Diabetes type 1
Bij dit type diabetes maakt de alvleesklier geen insuline meer aan. Ons lichaam heeft insuline nodig, dit zorgt er namelijk voor dat glucose uit de koolhydraten van onze voeding naar onze lichaamscellen gaan, als dit niet gebeurd dan kunnen we een te hoge bloedglucosowaarde krijgen. Dit type diabetes kunnen we niet voorkomen en ook niet genezen. Zodra je weet dat je diabetes type 1 hebt zal je zelf je bloedglucose waarde op peil moeten gaan houden, dit doe je doormiddel van een insulinepen of een insulinepomp. Overigens is de oorzaak van dit type diabetes niet geheel bekend, zowel erfelijkheid als genetische aanleg kunnen een rol spelen.

Wat zijn de symptomen van diabetes type 1?
Je hebt het idee dat je vaker moet plassen.
Je valt af zonder enige reden.
Je kan ervaren dat je een droge mond hebt.
Je hebt veel en dus vaker dorst.
Je kan je zwak en moe voelen.
Je kan last van je ogen hebben, denk dan aan wazig of slecht zien.

Dit zijn de meest voorkomende symptomen. Echter wil het niet altijd zeggen dat als je hier last van hebt je ook direct last van diabetes hebt. Maar wij zullen je dan toch adviseren om bij de huisarts op controle te gaan en deze punten zeker te bespreken. Je huisarts kan doormiddel van een vingerprik je waardes meten. Als deze hoger is dan 11 zal je huisarts adviseren om een meting te doen wanneer je nuchter bent. Dit wil zeggen dat je 8 uur voor deze afspraak niet gegeten of gedronken mag hebben.

Wat is de behandeling?

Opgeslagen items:
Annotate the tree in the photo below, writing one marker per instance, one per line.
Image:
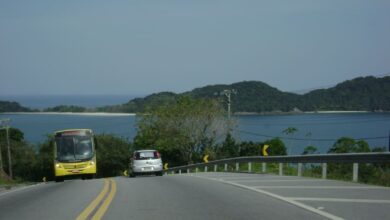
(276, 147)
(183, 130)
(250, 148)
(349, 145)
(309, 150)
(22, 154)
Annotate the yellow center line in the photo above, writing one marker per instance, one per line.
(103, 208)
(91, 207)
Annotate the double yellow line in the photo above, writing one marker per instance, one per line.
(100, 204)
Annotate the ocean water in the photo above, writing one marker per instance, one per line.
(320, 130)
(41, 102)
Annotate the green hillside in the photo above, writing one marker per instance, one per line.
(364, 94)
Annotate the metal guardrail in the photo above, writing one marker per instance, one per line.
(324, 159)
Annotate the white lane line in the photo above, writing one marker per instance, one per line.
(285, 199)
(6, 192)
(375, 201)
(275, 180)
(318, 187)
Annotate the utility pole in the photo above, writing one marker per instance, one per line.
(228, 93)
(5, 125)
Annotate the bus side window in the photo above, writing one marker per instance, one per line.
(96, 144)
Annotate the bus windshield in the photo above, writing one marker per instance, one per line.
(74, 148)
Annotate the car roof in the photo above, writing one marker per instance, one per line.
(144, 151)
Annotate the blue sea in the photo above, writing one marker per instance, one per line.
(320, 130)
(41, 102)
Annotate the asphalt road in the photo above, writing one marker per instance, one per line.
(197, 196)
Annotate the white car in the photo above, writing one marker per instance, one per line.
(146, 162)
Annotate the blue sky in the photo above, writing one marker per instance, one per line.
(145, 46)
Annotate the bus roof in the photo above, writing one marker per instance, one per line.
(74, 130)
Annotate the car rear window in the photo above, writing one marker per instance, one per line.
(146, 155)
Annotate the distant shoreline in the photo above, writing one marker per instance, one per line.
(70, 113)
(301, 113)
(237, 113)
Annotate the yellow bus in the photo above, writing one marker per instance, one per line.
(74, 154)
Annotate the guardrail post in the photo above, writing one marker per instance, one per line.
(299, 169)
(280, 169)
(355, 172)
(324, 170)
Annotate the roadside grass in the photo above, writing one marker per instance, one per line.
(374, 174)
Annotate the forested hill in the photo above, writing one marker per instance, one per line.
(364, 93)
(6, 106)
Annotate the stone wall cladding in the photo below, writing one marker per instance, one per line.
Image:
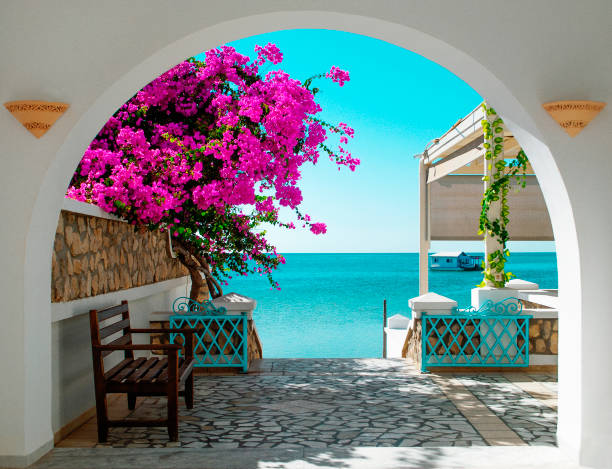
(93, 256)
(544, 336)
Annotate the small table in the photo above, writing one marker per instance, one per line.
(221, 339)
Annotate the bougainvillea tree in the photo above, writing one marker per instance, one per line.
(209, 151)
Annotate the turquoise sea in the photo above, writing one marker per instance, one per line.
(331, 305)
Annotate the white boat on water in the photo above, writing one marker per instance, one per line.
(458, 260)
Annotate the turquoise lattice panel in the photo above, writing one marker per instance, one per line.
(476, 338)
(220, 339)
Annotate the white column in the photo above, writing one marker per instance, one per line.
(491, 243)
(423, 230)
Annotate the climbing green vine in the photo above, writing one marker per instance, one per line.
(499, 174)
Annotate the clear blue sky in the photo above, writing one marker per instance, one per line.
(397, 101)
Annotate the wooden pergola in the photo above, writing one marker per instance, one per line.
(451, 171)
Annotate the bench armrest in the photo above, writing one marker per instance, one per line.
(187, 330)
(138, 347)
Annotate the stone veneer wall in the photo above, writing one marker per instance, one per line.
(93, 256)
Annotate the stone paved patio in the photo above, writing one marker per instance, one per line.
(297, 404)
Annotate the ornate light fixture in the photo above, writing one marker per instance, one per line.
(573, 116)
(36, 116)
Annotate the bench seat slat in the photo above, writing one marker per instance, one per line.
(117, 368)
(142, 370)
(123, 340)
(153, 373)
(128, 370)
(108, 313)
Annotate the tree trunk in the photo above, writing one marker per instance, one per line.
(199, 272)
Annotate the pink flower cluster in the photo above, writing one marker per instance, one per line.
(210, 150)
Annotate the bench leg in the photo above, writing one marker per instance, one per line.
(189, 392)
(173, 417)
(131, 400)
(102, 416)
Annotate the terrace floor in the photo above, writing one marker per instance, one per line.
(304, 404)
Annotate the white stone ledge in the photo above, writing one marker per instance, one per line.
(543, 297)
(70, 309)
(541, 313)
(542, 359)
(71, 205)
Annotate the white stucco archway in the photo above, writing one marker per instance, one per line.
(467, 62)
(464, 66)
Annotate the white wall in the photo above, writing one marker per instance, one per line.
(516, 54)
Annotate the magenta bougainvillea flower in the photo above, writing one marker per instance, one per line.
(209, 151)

• _Uit te voeren opdracht_
Citeer de volledige tekst over diabetes type 1 woord voor woord.

• _Resultaat opdracht_
Diabetes type 1
Bij dit type diabetes maakt de alvleesklier geen insuline meer aan. Ons lichaam heeft insuline nodig, dit zorgt er namelijk voor dat glucose uit de koolhydraten van onze voeding naar onze lichaamscellen gaan, als dit niet gebeurd dan kunnen we een te hoge bloedglucosowaarde krijgen. Dit type diabetes kunnen we niet voorkomen en ook niet genezen. Zodra je weet dat je diabetes type 1 hebt zal je zelf je bloedglucose waarde op peil moeten gaan houden, dit doe je doormiddel van een insulinepen of een insulinepomp. Overigens is de oorzaak van dit type diabetes niet geheel bekend, zowel erfelijkheid als genetische aanleg kunnen een rol spelen.

Wat zijn de symptomen van diabetes type 1?
Je hebt het idee dat je vaker moet plassen.
Je valt af zonder enige reden.
Je kan ervaren dat je een droge mond hebt.
Je hebt veel en dus vaker dorst.
Je kan je zwak en moe voelen.
Je kan last van je ogen hebben, denk dan aan wazig of slecht zien.

Dit zijn de meest voorkomende symptomen. Echter wil het niet altijd zeggen dat als je hier last van hebt je ook direct last van diabetes hebt. Maar wij zullen je dan toch adviseren om bij de huisarts op controle te gaan en deze punten zeker te bespreken. Je huisarts kan doormiddel van een vingerprik je waardes meten. Als deze hoger is dan 11 zal je huisarts adviseren om een meting te doen wanneer je nuchter bent. Dit wil zeggen dat je 8 uur voor deze afspraak niet gegeten of gedronken mag hebben.

Wat is de behandeling?